#### WORK REQUEST:
Scan the lines below for the word "above". Copy each line you find it in.

---------- DATA FOR THIS TASK ----------

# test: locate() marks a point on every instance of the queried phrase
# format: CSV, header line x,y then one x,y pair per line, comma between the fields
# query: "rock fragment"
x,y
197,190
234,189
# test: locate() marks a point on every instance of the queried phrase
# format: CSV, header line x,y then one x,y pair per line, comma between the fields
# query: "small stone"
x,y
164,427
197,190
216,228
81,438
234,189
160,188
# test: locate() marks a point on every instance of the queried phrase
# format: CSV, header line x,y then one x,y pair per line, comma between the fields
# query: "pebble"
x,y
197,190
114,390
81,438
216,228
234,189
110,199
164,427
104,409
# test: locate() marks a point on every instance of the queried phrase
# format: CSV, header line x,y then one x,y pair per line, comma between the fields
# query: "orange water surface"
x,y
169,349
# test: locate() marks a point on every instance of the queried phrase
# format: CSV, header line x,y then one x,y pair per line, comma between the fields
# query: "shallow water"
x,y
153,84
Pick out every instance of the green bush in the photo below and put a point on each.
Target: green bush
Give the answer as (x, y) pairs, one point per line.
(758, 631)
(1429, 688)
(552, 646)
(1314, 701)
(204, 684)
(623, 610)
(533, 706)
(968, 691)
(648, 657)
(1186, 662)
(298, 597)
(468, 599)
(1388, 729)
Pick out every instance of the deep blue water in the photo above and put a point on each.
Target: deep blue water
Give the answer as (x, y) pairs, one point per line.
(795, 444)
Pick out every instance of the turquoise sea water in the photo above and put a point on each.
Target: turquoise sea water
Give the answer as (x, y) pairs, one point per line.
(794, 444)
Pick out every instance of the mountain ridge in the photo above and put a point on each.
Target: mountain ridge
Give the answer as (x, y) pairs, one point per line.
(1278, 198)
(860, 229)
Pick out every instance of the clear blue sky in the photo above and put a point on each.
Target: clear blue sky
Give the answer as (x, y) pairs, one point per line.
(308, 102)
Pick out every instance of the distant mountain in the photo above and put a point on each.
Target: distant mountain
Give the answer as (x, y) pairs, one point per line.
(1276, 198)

----------

#### ANSWER BELOW:
Pick out every instance of the deep blue water in the photo above and put a point on each.
Pick out every instance of the turquoise sea water in the photo above and put a point on each.
Pick out every instance of the mountain ridge in the photo above and put a point on each.
Pick out every instance of the clear blue sky in the photo above and put a point on each.
Pick out every instance of the distant mountain in the photo above and put a point on each.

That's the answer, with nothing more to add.